Records from a data collection:
_ _ _ _

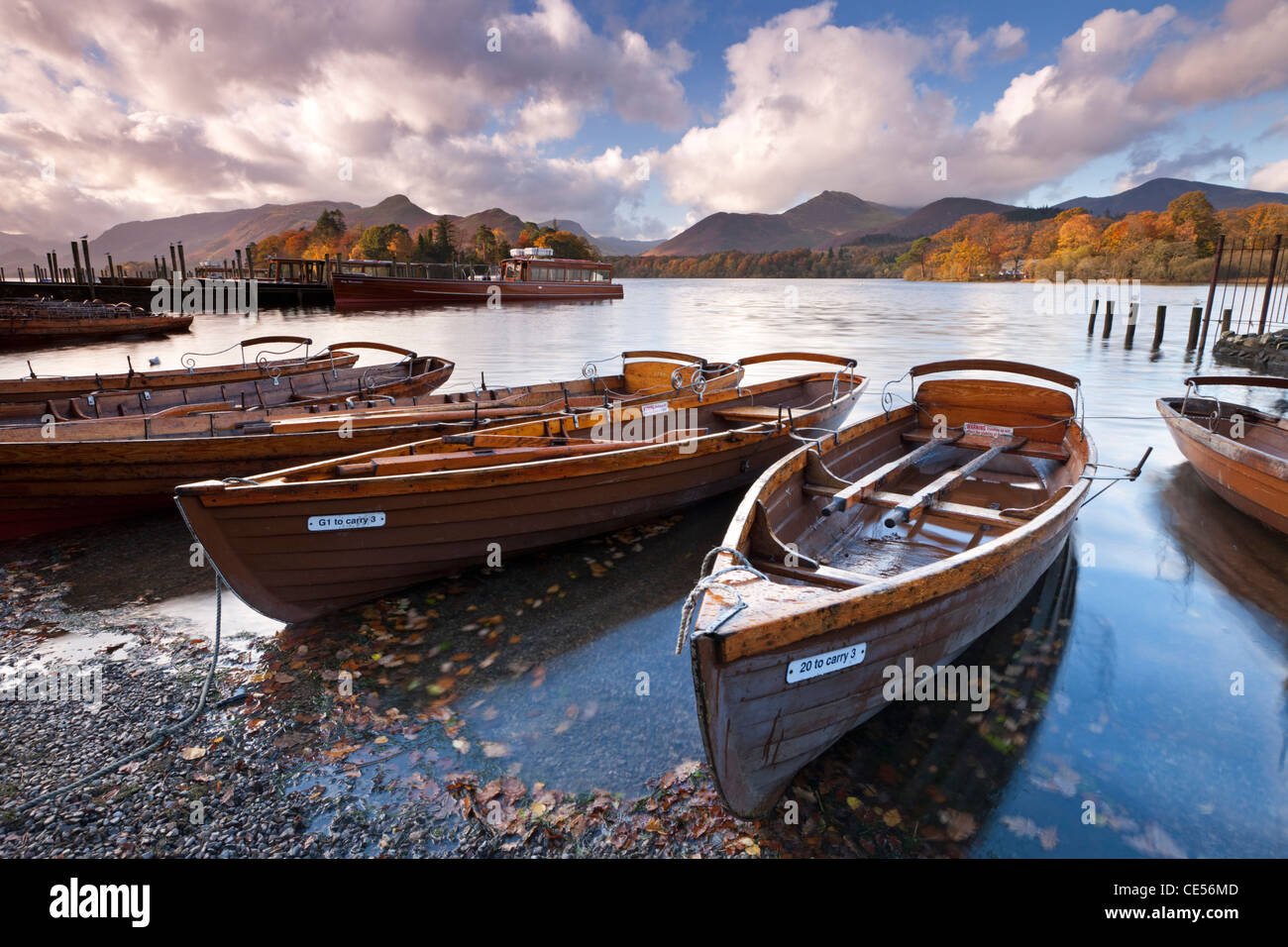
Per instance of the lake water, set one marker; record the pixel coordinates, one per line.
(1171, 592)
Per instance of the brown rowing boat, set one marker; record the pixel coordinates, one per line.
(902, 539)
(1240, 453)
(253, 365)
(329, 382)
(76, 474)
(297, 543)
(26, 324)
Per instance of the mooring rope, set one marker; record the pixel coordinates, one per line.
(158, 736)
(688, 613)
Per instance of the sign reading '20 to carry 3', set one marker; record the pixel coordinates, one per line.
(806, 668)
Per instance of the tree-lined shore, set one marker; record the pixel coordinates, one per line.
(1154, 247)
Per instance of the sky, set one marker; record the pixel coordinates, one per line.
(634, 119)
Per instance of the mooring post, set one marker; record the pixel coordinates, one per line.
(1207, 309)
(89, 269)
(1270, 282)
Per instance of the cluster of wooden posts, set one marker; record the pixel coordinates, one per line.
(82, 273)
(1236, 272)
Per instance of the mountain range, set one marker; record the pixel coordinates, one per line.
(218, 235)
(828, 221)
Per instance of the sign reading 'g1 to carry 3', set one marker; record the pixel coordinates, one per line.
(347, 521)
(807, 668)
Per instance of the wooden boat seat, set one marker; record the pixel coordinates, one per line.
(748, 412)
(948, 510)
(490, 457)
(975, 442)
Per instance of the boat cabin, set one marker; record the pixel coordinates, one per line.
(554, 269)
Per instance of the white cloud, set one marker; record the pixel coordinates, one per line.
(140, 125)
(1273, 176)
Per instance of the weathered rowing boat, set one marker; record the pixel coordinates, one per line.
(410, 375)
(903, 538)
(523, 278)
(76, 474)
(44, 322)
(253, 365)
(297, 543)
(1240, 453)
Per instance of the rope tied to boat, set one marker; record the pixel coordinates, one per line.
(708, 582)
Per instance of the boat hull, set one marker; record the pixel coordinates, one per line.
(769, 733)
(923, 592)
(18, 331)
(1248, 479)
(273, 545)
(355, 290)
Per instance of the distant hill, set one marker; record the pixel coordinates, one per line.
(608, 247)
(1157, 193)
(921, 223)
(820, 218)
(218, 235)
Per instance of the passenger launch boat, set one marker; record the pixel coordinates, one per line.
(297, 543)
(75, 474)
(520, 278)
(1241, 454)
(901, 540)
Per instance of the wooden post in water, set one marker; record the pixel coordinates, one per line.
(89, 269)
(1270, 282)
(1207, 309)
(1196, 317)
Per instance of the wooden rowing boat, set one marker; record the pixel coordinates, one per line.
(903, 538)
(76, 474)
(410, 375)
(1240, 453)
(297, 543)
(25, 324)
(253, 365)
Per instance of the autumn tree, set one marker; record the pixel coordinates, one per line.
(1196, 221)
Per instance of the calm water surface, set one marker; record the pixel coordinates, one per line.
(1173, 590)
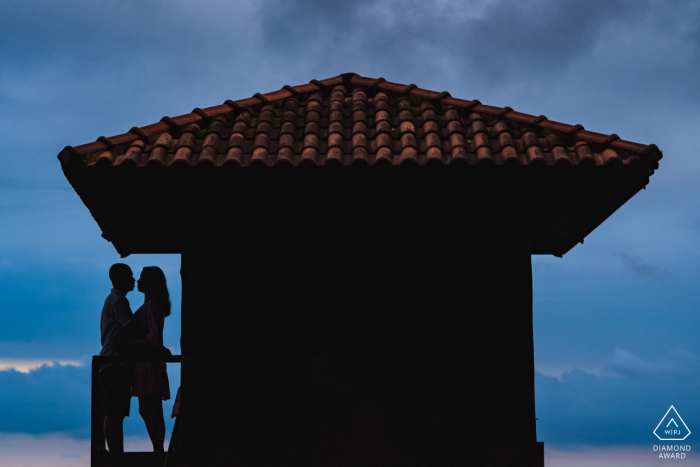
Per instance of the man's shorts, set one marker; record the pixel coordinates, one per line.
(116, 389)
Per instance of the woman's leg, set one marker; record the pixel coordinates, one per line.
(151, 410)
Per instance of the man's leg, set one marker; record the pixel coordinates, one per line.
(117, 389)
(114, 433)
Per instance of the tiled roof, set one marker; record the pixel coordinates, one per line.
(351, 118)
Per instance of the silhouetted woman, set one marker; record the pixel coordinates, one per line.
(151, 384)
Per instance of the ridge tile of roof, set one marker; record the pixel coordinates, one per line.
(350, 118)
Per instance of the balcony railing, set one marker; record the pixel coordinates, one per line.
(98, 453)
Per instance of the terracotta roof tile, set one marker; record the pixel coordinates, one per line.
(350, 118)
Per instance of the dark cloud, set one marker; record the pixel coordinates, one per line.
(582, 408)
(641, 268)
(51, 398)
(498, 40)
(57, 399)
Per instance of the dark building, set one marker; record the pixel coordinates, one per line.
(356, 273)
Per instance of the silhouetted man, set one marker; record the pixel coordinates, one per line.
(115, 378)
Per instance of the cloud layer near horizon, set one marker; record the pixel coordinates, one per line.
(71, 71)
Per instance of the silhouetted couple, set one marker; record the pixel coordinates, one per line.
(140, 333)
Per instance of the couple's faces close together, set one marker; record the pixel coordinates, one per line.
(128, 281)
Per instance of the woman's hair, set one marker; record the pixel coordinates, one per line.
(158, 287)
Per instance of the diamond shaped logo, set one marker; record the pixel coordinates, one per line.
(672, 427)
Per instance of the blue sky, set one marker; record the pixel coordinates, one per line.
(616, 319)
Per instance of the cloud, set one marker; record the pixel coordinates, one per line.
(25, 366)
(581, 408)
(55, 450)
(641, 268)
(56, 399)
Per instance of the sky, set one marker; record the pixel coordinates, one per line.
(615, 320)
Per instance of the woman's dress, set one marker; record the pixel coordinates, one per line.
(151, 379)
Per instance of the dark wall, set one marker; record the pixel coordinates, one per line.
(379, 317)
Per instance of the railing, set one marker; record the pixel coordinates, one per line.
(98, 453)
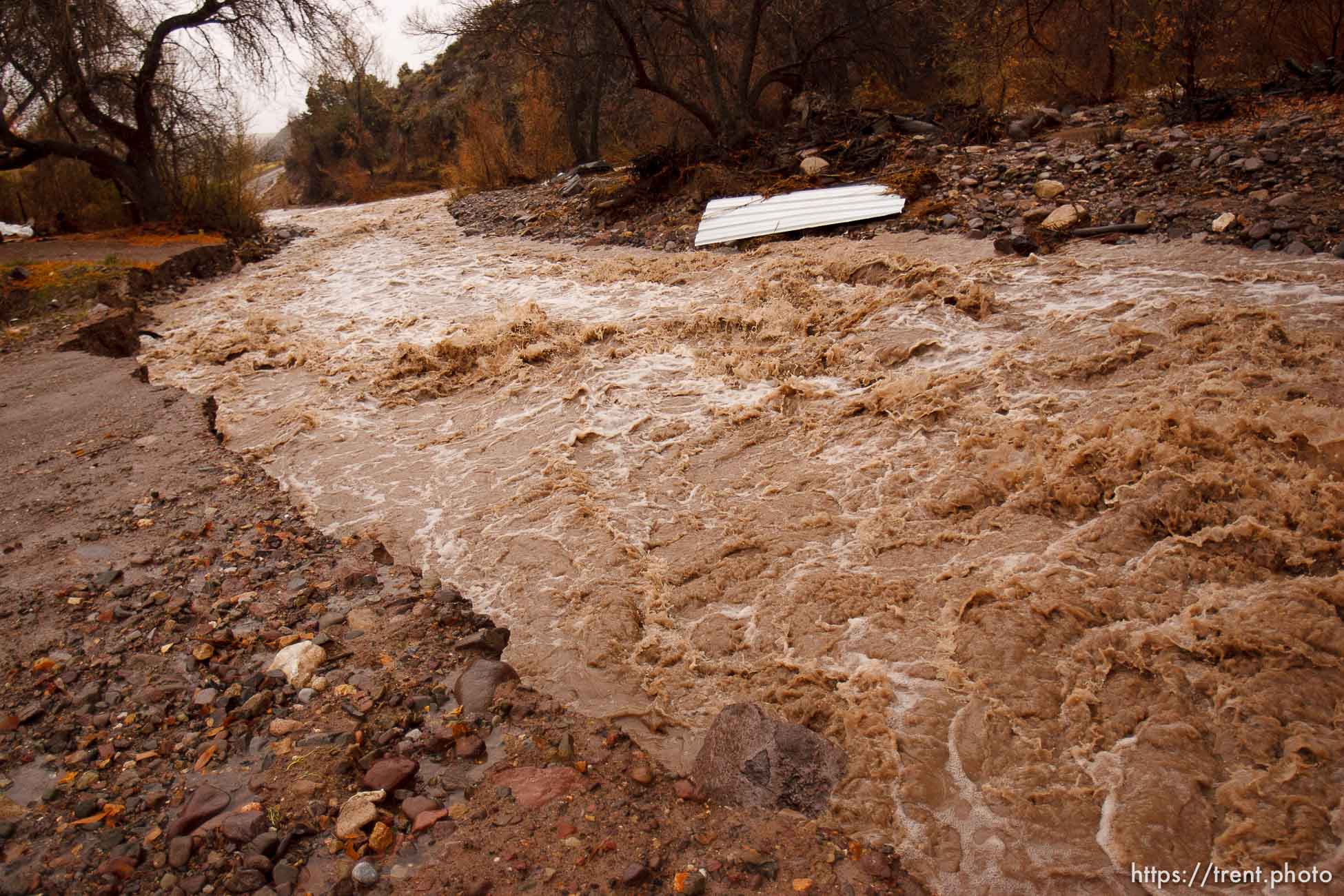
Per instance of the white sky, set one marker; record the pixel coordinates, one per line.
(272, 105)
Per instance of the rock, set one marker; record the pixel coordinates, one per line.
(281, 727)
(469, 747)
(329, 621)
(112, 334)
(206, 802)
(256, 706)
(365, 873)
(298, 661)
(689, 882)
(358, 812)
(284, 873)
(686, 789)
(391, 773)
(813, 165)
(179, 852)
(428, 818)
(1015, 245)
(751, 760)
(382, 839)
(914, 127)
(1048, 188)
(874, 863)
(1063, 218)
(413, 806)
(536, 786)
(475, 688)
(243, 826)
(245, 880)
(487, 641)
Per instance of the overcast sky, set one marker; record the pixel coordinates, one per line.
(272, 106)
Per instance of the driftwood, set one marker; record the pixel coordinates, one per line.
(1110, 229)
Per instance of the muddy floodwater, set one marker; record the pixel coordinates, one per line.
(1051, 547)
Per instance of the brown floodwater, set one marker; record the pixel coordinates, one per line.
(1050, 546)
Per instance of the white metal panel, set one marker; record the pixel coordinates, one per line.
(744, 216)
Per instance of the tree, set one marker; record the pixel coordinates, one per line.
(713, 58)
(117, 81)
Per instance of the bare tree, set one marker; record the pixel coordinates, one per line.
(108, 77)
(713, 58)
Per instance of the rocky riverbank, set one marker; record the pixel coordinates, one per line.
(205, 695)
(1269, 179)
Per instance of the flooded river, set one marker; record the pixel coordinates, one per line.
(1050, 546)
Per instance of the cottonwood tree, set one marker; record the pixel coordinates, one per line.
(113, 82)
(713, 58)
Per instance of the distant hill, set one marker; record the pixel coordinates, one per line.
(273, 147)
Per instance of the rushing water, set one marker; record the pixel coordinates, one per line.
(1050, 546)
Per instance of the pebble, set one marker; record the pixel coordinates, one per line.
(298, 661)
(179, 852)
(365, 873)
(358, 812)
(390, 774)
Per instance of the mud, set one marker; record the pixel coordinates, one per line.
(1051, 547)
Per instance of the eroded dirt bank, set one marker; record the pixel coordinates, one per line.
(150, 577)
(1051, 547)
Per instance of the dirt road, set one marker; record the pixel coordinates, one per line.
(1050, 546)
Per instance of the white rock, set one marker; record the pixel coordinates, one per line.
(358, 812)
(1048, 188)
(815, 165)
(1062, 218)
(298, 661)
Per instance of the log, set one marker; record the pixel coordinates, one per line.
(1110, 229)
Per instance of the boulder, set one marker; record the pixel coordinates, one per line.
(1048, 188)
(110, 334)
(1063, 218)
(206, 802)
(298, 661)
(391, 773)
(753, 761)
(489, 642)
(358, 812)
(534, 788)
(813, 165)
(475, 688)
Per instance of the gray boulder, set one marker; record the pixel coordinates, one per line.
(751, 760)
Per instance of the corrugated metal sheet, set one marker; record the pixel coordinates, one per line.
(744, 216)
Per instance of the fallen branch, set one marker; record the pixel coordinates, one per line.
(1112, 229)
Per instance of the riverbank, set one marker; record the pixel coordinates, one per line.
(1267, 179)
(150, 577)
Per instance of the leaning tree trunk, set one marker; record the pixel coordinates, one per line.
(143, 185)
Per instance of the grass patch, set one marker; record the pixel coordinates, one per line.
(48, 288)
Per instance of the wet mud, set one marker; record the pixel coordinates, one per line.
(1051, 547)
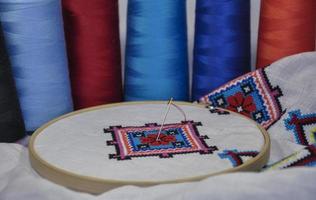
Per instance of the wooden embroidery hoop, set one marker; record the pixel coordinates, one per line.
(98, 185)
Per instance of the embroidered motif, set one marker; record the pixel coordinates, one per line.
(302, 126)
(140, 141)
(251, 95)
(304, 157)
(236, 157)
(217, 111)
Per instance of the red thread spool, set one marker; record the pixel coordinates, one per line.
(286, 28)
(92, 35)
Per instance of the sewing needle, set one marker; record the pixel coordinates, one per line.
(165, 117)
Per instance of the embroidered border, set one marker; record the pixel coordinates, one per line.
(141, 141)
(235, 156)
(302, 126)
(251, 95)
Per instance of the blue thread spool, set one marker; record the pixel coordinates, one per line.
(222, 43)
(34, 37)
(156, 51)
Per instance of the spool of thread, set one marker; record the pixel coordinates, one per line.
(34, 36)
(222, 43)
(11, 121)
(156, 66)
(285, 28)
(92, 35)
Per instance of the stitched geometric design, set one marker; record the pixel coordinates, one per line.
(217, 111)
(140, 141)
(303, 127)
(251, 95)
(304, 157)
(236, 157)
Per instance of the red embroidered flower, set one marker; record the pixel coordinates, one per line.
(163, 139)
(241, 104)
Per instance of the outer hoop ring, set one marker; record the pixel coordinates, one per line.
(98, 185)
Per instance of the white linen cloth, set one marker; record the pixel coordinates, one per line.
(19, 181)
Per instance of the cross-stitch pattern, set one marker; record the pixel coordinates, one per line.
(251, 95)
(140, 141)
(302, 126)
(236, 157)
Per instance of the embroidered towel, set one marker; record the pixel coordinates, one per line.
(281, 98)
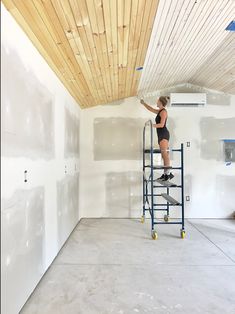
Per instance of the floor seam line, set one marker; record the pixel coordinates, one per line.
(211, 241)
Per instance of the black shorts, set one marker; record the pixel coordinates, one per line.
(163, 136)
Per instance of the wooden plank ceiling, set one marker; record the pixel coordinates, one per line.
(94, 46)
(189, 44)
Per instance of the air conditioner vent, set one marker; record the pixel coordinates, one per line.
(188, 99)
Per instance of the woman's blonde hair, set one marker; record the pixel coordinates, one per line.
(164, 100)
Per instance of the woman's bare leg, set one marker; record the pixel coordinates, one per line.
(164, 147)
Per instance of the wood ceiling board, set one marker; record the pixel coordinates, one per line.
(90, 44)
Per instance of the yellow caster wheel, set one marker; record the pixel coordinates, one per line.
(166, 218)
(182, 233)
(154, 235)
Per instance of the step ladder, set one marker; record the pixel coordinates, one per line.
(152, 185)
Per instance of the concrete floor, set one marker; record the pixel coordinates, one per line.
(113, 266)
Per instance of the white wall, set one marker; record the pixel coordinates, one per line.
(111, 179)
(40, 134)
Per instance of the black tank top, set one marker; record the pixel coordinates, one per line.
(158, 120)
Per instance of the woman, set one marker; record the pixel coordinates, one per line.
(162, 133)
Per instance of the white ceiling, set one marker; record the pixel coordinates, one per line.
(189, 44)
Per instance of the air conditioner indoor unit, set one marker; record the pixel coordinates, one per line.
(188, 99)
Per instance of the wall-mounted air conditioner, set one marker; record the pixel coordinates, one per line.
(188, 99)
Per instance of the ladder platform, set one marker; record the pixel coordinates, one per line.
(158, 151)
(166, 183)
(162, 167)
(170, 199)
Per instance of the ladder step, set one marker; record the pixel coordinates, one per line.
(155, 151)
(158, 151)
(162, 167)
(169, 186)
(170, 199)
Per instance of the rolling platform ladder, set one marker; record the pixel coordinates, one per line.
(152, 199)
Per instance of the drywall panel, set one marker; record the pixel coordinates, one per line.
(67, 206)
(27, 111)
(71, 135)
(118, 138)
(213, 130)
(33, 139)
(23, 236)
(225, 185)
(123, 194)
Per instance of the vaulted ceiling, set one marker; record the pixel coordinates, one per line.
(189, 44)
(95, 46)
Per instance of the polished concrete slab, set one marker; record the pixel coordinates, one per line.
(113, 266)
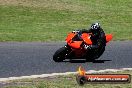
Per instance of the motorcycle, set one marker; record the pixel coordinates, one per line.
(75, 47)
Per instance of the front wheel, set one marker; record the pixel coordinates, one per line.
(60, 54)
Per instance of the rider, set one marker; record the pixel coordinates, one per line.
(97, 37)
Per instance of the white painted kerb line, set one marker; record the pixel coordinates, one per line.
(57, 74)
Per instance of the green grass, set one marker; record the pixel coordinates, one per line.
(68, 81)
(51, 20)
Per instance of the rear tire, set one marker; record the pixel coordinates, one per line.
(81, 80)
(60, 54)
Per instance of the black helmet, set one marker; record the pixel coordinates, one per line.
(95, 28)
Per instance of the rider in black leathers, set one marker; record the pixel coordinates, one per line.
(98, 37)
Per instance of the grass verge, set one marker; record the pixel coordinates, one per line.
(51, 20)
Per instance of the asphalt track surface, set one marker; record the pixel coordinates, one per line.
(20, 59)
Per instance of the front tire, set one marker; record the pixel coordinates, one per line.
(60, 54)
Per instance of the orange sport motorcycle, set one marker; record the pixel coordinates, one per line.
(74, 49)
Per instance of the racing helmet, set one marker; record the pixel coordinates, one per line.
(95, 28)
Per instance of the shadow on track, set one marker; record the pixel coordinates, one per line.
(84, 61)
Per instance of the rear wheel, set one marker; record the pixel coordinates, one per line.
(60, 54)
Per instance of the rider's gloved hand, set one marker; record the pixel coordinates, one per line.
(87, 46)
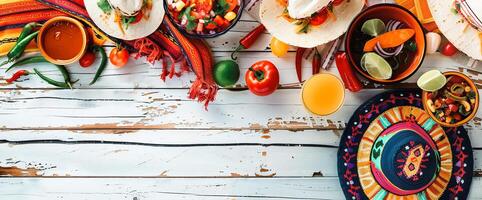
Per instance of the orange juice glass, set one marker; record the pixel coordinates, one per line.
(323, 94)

_ _ _ _

Exercise directions: Exactly the lines from the line with "Per instance of the white painted" through the last line of the listing, both included, should be extracted, and the pictures left behind.

Answer for the task:
Per instance of the white painted kerb line, set one marker; record the pixel coordinates, one per line.
(57, 74)
Per instance of the green grass, set one marker; record the pixel coordinates, one per line.
(68, 81)
(51, 20)
Per instance of the rear tire, set one marker; record the pixel coordinates, one per line.
(81, 80)
(60, 54)
Per instance of the black helmet, set one marker; record the pixel coordinates, one per line.
(95, 28)
Per instance of the rider in black leathers, set one marker; record the pixel coordinates, one per line.
(98, 37)
Per instance of the grass verge, set one marker; record the pixel coordinates, one per line.
(51, 20)
Per instance of the asphalt track surface, set one marker; record the pixel coordinates, one per line.
(20, 59)
Per instance of the front tire, set one marker; record the pixel coordinates, one per line.
(60, 54)
Per instance of the orange sport motorcycle, set one marker; record the pixel coordinates, one per line.
(74, 49)
Per instance of the racing helmet, set one marker; record the pixel coordinates, one per line.
(95, 28)
Per instance of the shadow on track, set one marker; record the pixel coordinates, one per line.
(84, 61)
Per instance of the rear wheel, set one marker; record the pixel coordinates, one per line.
(60, 54)
Per instance of the rider's gloved hand, set one marker; record the pixel coordinates, one per line.
(87, 46)
Per instance of the orange juice glass, set one marker; record the pixel coordinates, one per line.
(323, 94)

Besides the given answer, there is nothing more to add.